Input rows:
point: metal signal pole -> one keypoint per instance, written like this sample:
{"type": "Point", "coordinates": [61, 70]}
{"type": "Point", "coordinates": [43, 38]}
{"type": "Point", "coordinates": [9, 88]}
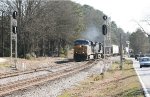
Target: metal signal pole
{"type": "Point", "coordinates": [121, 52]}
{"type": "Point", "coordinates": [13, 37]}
* * *
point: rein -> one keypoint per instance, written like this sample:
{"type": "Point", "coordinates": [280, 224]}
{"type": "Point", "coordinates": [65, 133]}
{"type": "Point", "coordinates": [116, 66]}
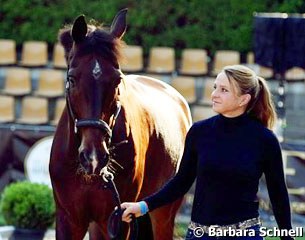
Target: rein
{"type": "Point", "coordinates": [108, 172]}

Given exercise: Please pick out every line in the items above that contains the word "keypoint" and copy each one in full.

Solution to the problem:
point: metal signal pole -> one keypoint per instance, written like this sample:
point: rein -> one keypoint per instance, written like this sample:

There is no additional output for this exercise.